• Goal A:
Please answer these questions from the forum thread:
(i) Where did Pig Predator find the item?
(ii) What did Nicodemus say it looks like?
(iii) On what date did antharper post?
• Goal B: Name every user in the forum thread whose post is dated Sep 21, 2019.
• Goal C: In the forum thread, copy word for word the stretch that begins with "## Pig Predator" and finishes with "one. Unbelievable detail.".

• Text block:
----------------------------------------
# One of my biggest bestest lately



## Pig Predator (Sep 21, 2019)

Found this in swga a few weeks back.


----------



## bigewalksalone (Sep 21, 2019)

Wow that's a nice one. Unbelievable detail.


----------



## Nicodemus (Sep 21, 2019)

Looks like a Cottonbridge. Nice find.


----------



## Sixes (Sep 21, 2019)

That's a good one!


----------



## GeorgiaGlockMan (Sep 22, 2019)

Wow.  

Congrats. 

Nice pic.


----------



## antharper (Oct 4, 2019)

Fine find !!!


----------



## Hooked On Quack (Oct 4, 2019)

Did the Indians sit 'round smokin the pipe and go to flinting ???  Very nice point.


----------



## Hillbilly stalker (Oct 4, 2019)

Man that's a beauty !


----------



## DustyRoads (Nov 16, 2019)
----------------------------------------
• Information given:

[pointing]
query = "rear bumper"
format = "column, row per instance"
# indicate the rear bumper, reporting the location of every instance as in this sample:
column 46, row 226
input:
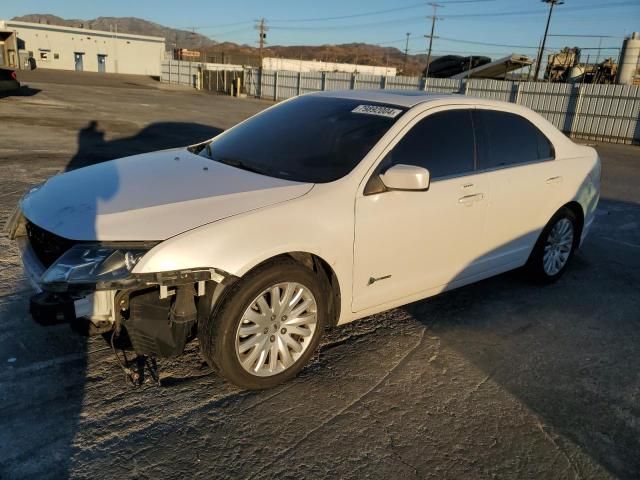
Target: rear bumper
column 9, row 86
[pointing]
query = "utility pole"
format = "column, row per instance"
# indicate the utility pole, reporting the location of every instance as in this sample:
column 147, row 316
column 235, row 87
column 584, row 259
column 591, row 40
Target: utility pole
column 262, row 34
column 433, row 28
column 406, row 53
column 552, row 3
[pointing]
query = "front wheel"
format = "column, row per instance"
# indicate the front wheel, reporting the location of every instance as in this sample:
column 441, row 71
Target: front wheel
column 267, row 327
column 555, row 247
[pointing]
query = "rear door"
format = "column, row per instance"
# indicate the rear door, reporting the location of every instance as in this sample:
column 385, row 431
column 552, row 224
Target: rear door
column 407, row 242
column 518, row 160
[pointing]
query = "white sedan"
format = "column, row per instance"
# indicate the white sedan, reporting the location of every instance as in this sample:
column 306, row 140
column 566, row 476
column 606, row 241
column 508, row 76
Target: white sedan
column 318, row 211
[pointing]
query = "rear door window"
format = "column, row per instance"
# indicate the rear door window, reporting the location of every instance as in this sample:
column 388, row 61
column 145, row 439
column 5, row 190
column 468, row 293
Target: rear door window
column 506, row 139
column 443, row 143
----------------------------------------
• Written response A:
(i) In swga, a few weeks before the post.
(ii) A Cottonbridge.
(iii) Oct 4, 2019.

• Written response B: Pig Predator, bigewalksalone, Nicodemus, Sixes

• Written response C:
## Pig Predator (Sep 21, 2019)

Found this in swga a few weeks back.


----------



## bigewalksalone (Sep 21, 2019)

Wow that's a nice one. Unbelievable detail.